-- Exercise description --
Pick up the piece on Neil Young's Winnipeg years where it stops, and keep writing from after its last sentence.

-- Selected passage --
============================================================

Neil Young has Winnipeg roots
Imagine what it must have been like for 12-year-old Neil Young to move to Winnipeg with his mum in 1958.
Up to that point, home had been Omemee, Ontario, a pretty village of fewer than 1,000 people in cottage country about an hour north of Toronto.
Both Manitoba natives, his parents had moved east before Neil was born so that his father, Scott Young, could advance in his career as a sports journalist.
A few decades later, his dad would write his own account of a parent's love and regret, and also astonishment as he realized that his child had become an internationally celebrated recording artist. The book is
Neil and Me, by Scott Young.
When the marriage ended, Neil and his mother moved to Winnipeg, where they settled at Grey Apartments at the corner of Corydon Avenue and Hugo Street.
Now this is in the middle of trendy Little Italy where most of the apartments have been converted to des-res condos. Back in the day, it was just part of working-class Fort Rouge.
Young Neil was the new kid a few blocks away in grade seven at Earl Grey School, 340 Cockburn Street North. He was said to be quiet and a bit shy, but with the dry sense of humour he is still known for.
In his biography of Neil Young, Shakey, James McDonough asked Neil about what it was like, growing up in Winnipeg, and comes to the conclusion that he was a lonely kid who turned to music for solace after his parents' divorce.
Reading Shakey is like getting to sit down with Neil and ask him everything you've wanted to know, and getting the thoughful, honest answers Neil Young usually sidesteps in interviews.
He's a genius, of course, and that can make him seem aloof -- but not in this book.
You can get a copy of Shakey here.
Earl Grey School looks like among the last places you would ever associate with Neil Young. Built in 1914, it isn’t very inspiring (or inviting from the outside), though it does have large sunny classrooms and a big playground and sports field. “God save our gracious King,” is carved in English above one main entrance and in Latin over the other.
Today it is still a public school, though part of the space has been taken over by a community centre.
Viewing Earl Grey School, you have to wonder what (if anything?) Neil Young learned there.
But he did form his first band, The Jades, while he was in Grade 8, and they would perform in public just once – for a teen dance in early January, 1961 at Crescentwood Community Centre at 1170 Corydon.
If you drop by any Saturday afternoon, you’ll find a typical scene – kids playing video games and floor hockey in the gym, notices about pond hockey, tennis lessons and ringuette and plaques listing the names of volunteers who help out with various sports for kids covering the walls. There is a case with some dusty trophies, but absolutely nothing to indicate that Neil Young, Burton Cummings, Randy Bachman and other legendary musicians got their earliest stage experience here.
Next stop on this Neil Young tour is the high school he dropped out of, Kelvin High School, which occupies the block between Kingsway, Harrow and Stafford Streets. Larger today than it was when Neil was a student, it’s notable because it is here that his second band, The Squires, played in the cafeteria (they also performed at teen dances at Crescentwood Community Centre).
Kelvin still has a no-playing-guitars-in-the-hallways rule. School lore has it that this rule, maybe more of a guideline, is Neil Young's legacy to Kelvin.

============================================================

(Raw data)

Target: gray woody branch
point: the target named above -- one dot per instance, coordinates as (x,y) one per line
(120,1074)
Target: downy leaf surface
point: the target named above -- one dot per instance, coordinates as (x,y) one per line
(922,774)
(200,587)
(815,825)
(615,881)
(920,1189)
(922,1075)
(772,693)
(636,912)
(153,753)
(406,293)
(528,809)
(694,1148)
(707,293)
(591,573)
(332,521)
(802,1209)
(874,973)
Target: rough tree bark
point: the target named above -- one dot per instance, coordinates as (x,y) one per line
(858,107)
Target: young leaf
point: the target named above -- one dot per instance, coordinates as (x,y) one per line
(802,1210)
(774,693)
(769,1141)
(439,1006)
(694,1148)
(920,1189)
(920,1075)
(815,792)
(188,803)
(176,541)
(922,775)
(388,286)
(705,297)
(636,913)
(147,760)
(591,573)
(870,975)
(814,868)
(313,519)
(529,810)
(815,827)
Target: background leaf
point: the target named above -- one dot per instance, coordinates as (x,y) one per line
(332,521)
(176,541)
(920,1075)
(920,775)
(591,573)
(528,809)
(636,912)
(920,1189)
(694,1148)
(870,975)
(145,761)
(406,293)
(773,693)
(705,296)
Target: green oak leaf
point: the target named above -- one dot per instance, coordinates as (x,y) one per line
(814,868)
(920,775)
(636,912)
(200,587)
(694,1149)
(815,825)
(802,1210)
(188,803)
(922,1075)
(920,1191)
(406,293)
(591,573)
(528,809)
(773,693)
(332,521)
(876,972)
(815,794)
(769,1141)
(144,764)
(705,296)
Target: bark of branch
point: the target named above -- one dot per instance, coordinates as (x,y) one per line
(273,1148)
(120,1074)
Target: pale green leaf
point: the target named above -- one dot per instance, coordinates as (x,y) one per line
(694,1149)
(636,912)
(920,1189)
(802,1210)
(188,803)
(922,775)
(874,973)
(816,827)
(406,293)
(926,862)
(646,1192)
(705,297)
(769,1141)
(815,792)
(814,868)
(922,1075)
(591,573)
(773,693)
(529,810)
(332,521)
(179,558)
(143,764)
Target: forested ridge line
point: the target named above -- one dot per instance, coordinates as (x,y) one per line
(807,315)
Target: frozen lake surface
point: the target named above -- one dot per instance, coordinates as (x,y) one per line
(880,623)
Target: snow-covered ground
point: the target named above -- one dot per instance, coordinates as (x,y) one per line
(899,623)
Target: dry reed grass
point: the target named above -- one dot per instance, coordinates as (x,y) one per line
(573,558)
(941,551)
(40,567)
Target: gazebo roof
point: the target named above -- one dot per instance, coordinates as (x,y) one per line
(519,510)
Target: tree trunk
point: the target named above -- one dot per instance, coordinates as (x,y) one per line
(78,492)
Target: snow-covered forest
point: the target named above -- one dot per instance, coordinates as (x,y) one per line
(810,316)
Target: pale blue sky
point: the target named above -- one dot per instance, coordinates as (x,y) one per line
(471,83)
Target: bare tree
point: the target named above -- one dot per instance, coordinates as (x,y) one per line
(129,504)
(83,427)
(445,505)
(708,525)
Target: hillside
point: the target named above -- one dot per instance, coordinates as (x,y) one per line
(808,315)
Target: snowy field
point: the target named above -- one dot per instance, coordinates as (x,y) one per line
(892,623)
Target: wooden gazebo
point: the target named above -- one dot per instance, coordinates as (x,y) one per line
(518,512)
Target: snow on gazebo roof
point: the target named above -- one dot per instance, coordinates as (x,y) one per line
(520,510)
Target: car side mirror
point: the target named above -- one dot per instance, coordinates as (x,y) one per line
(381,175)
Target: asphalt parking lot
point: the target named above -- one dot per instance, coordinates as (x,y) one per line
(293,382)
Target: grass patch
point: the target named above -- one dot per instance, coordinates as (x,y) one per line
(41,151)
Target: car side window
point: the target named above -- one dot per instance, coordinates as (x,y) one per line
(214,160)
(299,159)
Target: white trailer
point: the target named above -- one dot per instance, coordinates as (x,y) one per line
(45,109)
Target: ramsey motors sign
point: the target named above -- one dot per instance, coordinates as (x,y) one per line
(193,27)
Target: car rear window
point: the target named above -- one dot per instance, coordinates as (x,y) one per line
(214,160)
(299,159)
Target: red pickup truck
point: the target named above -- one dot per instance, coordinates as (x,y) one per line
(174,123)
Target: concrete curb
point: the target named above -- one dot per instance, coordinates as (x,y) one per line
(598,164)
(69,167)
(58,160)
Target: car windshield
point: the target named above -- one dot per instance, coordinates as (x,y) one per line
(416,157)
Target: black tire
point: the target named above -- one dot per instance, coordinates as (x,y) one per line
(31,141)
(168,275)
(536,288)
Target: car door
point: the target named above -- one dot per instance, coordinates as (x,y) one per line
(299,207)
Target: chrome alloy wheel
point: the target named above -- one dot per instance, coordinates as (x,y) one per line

============================================================

-- Exercise result --
In 1963, Neil and his mother moved here, to 1123 Grosvenor, where they rented the upper floor. He was 17.
It’s a pretty house, across the street from an Anglican church, and still divided into two apartments. A few years back, the current upstairs tenants were surprised when a deferential middle-aged man knocked on the door and politely asked if he might see their home. The husband obliged – it seemed the man really only wanted to get a brief look at their daughter’s bedroom.
“Who was that?” the wife asked, after the man had left. The visitor she hadn’t recognized, who only wanted to see the bedroom where the teen-aged Neil Young had lived, played music and wrote the lyrics for an iconic song about lost youth, Sugar Mountain, was Bob Dylan.
The folk club where a teen-aged Neil Young went to see (and where he first met) Joni Mitchell in October, 1965 vanished long ago. The 4th dimension, was once a popular student hang-out at 2000 Pembina, where Pembina Highway meets University Crescent a few blocks from University of Manitoba.
Joni and husband Chuck Mitchell had recently married (she was 21) and they played a one-week engagement at this coffee-house where you paid 25 cents per hour to get in and keep your seat, seven days a week.
Where the 4th dimension once stood is now part of the parking lot for a convenience store/gas station.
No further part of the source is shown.